The problem: Copy exactly. Begin with the line that contains "of the green" and stop after the last line of the records.

Available records START

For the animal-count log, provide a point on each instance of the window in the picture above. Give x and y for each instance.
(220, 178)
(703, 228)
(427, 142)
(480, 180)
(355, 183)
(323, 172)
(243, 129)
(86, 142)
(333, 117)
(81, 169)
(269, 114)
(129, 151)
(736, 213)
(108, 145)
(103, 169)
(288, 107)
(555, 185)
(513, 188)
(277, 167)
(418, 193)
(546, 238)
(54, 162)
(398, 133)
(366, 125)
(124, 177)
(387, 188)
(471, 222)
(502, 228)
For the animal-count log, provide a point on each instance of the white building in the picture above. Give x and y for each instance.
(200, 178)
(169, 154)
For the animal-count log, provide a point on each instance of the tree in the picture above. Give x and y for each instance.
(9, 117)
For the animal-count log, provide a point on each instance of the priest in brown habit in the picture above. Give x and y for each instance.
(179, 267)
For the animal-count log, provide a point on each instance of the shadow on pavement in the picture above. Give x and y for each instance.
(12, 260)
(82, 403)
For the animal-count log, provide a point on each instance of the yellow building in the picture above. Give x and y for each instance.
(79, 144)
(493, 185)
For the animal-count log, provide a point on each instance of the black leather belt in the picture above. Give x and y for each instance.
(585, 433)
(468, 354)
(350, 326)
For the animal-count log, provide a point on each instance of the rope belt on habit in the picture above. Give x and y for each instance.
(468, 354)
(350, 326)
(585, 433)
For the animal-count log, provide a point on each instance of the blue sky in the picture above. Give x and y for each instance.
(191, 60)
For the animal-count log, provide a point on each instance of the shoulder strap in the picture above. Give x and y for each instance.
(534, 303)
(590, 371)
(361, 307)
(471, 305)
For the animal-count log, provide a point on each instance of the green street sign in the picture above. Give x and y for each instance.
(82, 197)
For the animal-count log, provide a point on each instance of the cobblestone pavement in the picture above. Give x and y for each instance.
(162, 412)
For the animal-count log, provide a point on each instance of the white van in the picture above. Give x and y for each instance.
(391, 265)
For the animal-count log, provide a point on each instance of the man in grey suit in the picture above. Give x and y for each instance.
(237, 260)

Available records END

Exercise output:
For the animal-count log, provide a point on each instance of the green street sign in the picture above. Give x and y for each instance.
(82, 197)
For the animal-count log, provide a point on each instance of the cobblestone pavement in the picture above. Give x and y for each instance.
(162, 412)
For the animal-count log, provide a point on each instance of the white van in the picture above. Give x and y for each instance.
(391, 265)
For the animal-count log, provide a point on each instance of the man in grey suit in the picture above. Give x and y for each instance.
(237, 260)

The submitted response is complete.